**Work item**
Every entry should appear in your answer exactly as it does here.

BEGIN Working data

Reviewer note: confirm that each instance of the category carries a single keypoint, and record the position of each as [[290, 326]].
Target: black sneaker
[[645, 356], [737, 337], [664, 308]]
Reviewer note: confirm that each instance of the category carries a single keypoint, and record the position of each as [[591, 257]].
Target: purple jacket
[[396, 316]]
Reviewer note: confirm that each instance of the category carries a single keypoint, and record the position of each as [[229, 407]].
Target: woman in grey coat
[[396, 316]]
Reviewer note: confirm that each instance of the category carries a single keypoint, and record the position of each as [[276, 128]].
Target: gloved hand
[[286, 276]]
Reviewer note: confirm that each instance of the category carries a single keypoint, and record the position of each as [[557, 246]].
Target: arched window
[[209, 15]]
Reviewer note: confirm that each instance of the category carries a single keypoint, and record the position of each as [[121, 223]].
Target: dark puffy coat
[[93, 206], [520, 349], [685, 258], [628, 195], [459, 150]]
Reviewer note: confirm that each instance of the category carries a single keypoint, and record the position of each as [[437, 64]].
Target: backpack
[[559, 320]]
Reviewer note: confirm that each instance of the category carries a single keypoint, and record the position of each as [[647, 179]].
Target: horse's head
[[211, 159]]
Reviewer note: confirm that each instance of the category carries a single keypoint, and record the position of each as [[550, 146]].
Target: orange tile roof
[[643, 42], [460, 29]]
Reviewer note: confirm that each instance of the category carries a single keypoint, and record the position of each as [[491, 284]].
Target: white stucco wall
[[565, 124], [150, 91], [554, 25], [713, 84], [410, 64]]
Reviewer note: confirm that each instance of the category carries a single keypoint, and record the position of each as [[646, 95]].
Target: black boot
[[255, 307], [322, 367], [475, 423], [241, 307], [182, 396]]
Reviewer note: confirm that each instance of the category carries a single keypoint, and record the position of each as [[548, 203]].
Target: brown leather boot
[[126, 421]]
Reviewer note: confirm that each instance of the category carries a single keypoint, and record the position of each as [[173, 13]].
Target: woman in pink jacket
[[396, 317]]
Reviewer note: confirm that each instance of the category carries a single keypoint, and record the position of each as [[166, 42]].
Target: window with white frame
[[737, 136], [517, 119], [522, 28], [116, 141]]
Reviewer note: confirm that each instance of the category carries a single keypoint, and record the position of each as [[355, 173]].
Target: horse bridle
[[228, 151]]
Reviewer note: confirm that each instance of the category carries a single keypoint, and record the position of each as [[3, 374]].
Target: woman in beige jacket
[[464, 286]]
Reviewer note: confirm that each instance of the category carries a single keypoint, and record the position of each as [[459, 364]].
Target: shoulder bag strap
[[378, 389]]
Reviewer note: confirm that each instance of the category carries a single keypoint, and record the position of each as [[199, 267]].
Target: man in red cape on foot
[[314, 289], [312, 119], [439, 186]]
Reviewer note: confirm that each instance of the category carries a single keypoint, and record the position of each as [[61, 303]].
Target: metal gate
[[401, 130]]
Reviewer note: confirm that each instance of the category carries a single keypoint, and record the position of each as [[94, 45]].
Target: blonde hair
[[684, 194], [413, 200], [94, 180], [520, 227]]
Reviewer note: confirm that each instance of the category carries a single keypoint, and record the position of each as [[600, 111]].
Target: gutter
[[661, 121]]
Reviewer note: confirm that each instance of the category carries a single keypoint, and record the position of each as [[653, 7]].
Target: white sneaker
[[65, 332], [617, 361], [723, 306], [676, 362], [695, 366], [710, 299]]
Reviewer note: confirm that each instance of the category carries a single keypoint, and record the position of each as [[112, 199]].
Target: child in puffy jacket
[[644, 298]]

END Working data

**Reply to the exercise**
Reviewer note: confirm that each instance of the category carries a single keypoint, and record the position of each as [[290, 326]].
Target: black sneaker
[[645, 356], [737, 337], [664, 308]]
Reviewer note: confirm that each instance of the category carries a single keypoint, and record the position of each as [[591, 257]].
Target: purple jacket
[[396, 316]]
Reviewer note: confirm that each instance of the category carries a single keypoint, and record the position of each as [[229, 407]].
Target: woman in grey coat
[[396, 316]]
Reviewer note: confirm that each instance of the category carries a single keypoint, and record the position of each as [[276, 128]].
Target: gloved hand
[[286, 276]]
Reviewer note: confirm that each instance of the category carries a single keypoint, and record the position of each as [[557, 246]].
Target: arched window
[[209, 15]]
Reviewer note: confirm that each instance of the category carries a single keypoint, and record the position of each as [[121, 223]].
Target: dark puffy coat
[[93, 206], [520, 349], [685, 258], [628, 195], [459, 150]]
Reviewer note: confirm that each instance of the category carries a single keypoint, and record the position of each as [[437, 64]].
Target: backpack
[[559, 320]]
Reviewer note: confirm that each instance of the category carries a single keypoint, and record the position of each as [[647, 179]].
Target: horse's head
[[211, 159]]
Reviewer note: confirm that each instance of the category carries a single keypoint, and record the position of each as [[550, 146]].
Target: orange tile roof
[[643, 42], [460, 29]]
Reviewer note: confirm that each instance of the category carries a single keypoint, and record the position of each as [[491, 284]].
Target: white stucco wall
[[565, 124], [150, 91], [554, 25], [713, 84], [410, 64]]
Reviewer note: confirm that each instance of the category carries a single keypoint, and record the position of each as [[646, 95]].
Target: black boot
[[255, 307], [322, 367], [475, 423], [241, 307], [182, 396]]
Reviewer note: confirm that each instance of the category carries a single keypoint, and record the position of each as [[548, 203]].
Target: brown leather boot
[[126, 421]]
Reviewer note: confirm that each instance of the category carries a single keypoint, and record the position of each as [[173, 13]].
Target: woman in pink jacket
[[396, 317]]
Reviewer note: confirm that each instance of the category carries a single keypoint, and record the position of each as [[166, 42]].
Target: window with white frame
[[737, 136], [517, 119], [522, 28], [116, 141]]
Reviewer note: confirm that each instance of the category carries a single keypoint, and record the position of each as [[355, 173]].
Target: horse bridle
[[228, 151]]
Reviewer note: confirm that each instance of the category carries a single keypoint, and record the position of each as [[3, 374]].
Target: woman in beige jacket
[[464, 286]]
Reviewer note: confirm that each instance of the category carries a single keypoint, and record the position of each as [[459, 364]].
Target: shoulder bag strap
[[378, 389]]
Reviewer note: confirm that each instance of the category carries a single keypoint, and record the position of each as [[199, 267]].
Target: man in red cape on foot
[[314, 289], [312, 119], [439, 186]]
Reviewer note: confirm that each instance of the category carries a single keypoint, and record the position of each as [[61, 303]].
Target: metal gate
[[401, 130]]
Reviewer note: confirm that each instance of the category carries a single keypoint, and record the position of each as [[94, 45]].
Target: blonde hair
[[684, 194], [413, 200], [94, 180], [520, 227]]
Reviewer note: confirm that each instance of the category carries a single keypoint, and record the position of each as [[600, 111]].
Target: gutter
[[661, 121]]
Reviewer note: confirm that each instance of the category carries a single keypoint, and record the position of each as [[653, 7]].
Target: white sneaker
[[65, 332], [617, 361], [723, 306], [676, 362], [695, 366], [710, 299]]
Reviewer note: confirm that each instance of the category carries a single keypoint, and record the position of each as [[112, 199]].
Target: child in puffy jacket
[[644, 298]]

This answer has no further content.